EXERCISES
• A. Write out the passage from the forum thread, starting with the words "## Marina Finlayson" and ending after "(Jun 27, 2015)".
• B. In the forum thread, what position on the USAT list does NoCat report hitting?

Just grabbed it, really rooting for you to make it Annie.


----------



## LittleFox (Jan 3, 2015)

First of all, thanks for sharing all of the information, it's really given me a push, and a bit of hope. 

Secondly, good luck! I shared on my social media and highly recommended as I enjoyed reading them.


----------



## Howietzer (Apr 18, 2012)

Wow, sorry I didn't see this before... Bravo Annie!!!


----------



## C. Gockel (Jan 28, 2014)

Congrats Annie. And thank you for sticking up for noobs who fall for these things. 


Sent from my iPhone using Tapatalk


----------



## Gone Girl (Mar 7, 2015)

We miss you, Harvey Chute.


----------



## bohemianedu (Jul 24, 2014)

Congratulations, Annie. I've visited your blog and find it really helpful. I can tell you're on your grind! Seriously, congrats!!!!


----------



## NoCat (Aug 5, 2010)

Thanks guys   By my rough calculations, I need 150-200 sales in the next 24 hours to have a real shot, which seems maybe possible, so... yeah. Stressing out, haha.


----------



## Jessie Jasen (May 30, 2015)

Bought it and shared it.


----------



## Liz French (Apr 13, 2014)

Jessie Jasen said:


> Bought it and shared it.


Me too, but in the UK store, hope it helps...


----------



## NoCat (Aug 5, 2010)

Liz French said:


> Me too, but in the UK store, hope it helps...


Won't count toward the USAT list, but thank you! I <3 UK readers too


----------



## Escapee (Jan 31, 2014)

Damn you, Annie B! I bought and read your trilogy and now I have to read the rest of the series when I'm supposed to be working on my next book!!! (by the way, hurry up and publish book 6 will ya  )


----------



## NoCat (Aug 5, 2010)

I hit the USAT list, btw. Thanks to everyone for their help!  #109.


----------



## Cherise (May 13, 2012)

Congratulations!


----------



## Janeal Falor (Oct 25, 2014)

Congrats on hitting the list! That's awesome!


----------



## Andie (Jan 24, 2014)

Congratulations!!!


----------



## A Woman&#039;s Place Is In The Rebellion (Apr 28, 2011)

Well done, Annie!


----------



## Vera Nazarian (Jul 1, 2011)

Annie B said:


> I hit the USAT list, btw. Thanks to everyone for their help! #109.


Ooooh, congratulations!!! Fantastic!!!


----------



## PhoenixS (Apr 5, 2011)

Never doubted it! Huge congrats!


----------



## Kate. (Oct 7, 2014)

Wooo, congratulations!


----------



## Tricia O&#039; (Feb 19, 2013)

Yeah girl! Congrats!


----------



## Liz French (Apr 13, 2014)

The power of the kitten. Congrats!


----------



## Guest (Sep 10, 2015)

Yes!!!! Such awesome news.


----------



## Marina Finlayson (May 2, 2014)

Thought you must have made it when I saw the Bestseller tag on your box set on Amazon. Congratulations!


----------



## Lady Q (Jun 27, 2015)

Awesome! Congrats.


----------



## Shayne Parkinson (Mar 19, 2010)

Congratulations, Annie!


----------



## Shelley K (Sep 19, 2011)

\o/


----------



## Jessie Jasen (May 30, 2015)

Go Grumpy Cat, go!  

You're ahead of Amy Poehler and Gillian Flynn.


----------



## Northern pen (Mar 3, 2015)

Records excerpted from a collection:
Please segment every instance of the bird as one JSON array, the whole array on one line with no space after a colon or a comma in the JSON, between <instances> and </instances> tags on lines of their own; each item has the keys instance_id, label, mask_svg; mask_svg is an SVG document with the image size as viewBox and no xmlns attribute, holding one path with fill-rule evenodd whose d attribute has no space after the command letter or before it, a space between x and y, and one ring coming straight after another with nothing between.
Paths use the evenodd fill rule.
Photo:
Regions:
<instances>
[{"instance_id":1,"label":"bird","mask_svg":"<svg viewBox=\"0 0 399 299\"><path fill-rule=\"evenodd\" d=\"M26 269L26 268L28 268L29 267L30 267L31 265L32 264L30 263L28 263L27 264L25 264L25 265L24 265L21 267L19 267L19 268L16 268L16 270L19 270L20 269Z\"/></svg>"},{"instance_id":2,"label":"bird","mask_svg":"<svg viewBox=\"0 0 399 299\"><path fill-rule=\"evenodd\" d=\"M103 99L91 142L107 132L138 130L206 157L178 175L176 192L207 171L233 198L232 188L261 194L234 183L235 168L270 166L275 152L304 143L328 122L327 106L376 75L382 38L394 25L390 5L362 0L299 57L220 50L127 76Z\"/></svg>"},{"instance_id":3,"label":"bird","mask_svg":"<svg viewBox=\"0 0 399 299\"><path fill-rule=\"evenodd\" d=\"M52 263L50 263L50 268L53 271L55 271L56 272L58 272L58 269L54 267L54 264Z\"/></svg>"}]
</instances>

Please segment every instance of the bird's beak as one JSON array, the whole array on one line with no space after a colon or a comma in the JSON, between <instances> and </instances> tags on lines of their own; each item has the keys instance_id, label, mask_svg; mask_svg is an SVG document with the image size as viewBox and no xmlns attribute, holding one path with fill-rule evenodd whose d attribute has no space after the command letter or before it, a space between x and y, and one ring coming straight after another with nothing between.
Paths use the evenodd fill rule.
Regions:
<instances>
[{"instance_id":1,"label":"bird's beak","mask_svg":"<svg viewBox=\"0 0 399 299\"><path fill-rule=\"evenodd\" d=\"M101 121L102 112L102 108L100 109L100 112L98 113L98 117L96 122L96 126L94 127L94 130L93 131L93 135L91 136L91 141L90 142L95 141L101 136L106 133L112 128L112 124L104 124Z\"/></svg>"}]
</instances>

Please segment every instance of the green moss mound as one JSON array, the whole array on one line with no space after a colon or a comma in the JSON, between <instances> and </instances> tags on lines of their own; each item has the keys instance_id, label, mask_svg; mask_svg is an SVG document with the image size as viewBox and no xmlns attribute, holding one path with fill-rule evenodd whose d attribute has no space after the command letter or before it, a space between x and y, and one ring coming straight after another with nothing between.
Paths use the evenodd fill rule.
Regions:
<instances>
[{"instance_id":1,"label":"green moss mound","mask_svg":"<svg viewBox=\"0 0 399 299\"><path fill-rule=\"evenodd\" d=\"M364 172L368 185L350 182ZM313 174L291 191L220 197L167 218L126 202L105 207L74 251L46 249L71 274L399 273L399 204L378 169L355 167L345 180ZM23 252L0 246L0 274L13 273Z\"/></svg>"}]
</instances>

==

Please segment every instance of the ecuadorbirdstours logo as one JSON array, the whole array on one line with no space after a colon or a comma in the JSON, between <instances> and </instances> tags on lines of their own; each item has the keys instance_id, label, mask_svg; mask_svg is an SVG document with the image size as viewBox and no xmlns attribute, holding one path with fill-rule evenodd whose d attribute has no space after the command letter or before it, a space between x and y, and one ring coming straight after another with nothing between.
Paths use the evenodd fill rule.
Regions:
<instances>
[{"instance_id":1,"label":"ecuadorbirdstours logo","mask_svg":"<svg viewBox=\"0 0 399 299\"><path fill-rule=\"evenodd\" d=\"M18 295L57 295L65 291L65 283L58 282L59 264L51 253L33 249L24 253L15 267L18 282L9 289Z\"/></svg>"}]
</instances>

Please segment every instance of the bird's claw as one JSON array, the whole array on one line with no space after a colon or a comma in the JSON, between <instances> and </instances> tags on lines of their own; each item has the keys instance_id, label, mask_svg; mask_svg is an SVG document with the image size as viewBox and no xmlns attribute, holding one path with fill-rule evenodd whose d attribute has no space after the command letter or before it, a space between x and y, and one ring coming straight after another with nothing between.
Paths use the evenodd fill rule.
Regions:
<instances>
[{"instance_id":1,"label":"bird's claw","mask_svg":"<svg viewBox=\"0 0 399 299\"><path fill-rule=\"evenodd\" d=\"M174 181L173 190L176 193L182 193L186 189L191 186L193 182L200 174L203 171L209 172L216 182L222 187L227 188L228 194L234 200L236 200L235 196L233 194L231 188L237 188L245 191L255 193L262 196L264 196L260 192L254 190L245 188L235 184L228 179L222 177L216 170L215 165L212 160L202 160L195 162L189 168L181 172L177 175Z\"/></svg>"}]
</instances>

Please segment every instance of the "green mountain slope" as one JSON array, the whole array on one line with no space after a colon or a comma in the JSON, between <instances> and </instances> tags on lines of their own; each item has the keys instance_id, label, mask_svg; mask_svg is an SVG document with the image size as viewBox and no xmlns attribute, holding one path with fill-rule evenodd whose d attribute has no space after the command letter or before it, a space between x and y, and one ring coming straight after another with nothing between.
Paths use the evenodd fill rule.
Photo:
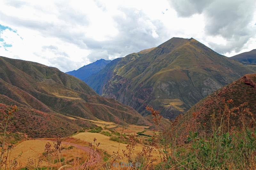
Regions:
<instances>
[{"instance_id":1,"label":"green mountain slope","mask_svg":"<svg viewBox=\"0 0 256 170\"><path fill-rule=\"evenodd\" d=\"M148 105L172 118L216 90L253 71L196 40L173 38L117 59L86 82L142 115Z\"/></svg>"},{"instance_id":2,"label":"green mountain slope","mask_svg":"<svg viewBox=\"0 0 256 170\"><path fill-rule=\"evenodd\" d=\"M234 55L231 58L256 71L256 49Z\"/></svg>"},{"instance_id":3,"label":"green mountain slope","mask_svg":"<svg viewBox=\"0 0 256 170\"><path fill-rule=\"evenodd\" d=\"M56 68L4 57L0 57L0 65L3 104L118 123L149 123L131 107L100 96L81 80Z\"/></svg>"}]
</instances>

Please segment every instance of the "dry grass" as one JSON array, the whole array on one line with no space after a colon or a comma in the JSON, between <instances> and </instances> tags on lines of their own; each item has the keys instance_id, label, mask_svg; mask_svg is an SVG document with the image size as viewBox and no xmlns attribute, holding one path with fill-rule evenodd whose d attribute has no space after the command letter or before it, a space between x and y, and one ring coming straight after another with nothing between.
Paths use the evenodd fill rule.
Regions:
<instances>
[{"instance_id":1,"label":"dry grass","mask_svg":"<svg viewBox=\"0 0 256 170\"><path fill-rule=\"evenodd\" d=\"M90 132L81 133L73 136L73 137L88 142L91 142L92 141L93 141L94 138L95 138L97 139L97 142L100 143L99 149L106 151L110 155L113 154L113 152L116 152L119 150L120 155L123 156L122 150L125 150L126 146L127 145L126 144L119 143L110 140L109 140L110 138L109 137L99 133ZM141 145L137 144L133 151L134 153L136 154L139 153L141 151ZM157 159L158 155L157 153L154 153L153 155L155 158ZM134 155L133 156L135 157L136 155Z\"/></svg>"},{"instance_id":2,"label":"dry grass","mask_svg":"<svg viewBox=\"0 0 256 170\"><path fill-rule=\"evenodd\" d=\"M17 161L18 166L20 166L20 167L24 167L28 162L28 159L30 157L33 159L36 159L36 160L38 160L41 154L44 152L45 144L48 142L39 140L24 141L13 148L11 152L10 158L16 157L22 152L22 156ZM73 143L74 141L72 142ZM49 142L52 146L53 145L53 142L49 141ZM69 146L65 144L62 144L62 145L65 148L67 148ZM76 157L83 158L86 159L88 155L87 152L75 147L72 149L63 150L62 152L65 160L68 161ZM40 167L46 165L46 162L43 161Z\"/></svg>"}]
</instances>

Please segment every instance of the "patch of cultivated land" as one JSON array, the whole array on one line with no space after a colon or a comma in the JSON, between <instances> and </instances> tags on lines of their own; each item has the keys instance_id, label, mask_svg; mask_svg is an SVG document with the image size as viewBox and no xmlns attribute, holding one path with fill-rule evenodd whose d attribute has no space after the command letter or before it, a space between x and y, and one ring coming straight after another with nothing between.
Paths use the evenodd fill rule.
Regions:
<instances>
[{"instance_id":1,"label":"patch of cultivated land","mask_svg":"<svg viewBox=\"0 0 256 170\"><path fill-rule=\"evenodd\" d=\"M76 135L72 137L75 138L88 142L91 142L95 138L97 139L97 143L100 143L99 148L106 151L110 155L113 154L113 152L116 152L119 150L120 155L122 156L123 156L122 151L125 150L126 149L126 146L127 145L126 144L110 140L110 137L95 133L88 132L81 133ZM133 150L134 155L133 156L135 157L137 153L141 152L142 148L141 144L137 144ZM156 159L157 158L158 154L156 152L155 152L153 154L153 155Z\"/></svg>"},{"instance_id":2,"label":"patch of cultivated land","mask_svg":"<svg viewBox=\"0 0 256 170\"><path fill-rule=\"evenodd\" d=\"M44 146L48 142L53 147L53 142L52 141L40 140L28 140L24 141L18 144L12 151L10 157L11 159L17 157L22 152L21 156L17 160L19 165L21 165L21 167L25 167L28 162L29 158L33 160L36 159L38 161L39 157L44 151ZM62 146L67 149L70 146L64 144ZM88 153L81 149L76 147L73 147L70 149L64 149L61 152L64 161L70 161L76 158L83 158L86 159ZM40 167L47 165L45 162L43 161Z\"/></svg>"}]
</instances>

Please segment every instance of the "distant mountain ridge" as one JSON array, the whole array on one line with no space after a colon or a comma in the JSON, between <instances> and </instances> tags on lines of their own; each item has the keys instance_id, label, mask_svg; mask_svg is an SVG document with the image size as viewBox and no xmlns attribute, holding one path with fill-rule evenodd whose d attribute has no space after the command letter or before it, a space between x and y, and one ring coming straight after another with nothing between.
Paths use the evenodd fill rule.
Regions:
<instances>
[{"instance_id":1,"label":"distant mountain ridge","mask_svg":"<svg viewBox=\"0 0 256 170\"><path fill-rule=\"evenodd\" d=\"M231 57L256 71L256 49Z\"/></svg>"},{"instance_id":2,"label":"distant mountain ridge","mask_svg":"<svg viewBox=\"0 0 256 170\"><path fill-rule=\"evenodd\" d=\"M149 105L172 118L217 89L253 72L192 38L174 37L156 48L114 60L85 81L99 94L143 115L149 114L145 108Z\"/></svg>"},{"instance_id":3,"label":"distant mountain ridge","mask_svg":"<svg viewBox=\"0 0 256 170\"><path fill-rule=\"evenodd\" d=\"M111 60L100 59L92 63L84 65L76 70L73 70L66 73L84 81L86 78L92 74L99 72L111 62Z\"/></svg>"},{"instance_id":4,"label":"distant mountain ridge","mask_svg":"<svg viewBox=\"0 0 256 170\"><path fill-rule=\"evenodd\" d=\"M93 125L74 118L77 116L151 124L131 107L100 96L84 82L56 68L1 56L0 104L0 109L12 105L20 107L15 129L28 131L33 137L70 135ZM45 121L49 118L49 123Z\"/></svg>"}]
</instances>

SOLUTION LIST
• A.
## Marina Finlayson (May 2, 2014)

Thought you must have made it when I saw the Bestseller tag on your box set on Amazon. Congratulations!


----------



## Lady Q (Jun 27, 2015)

• B. #109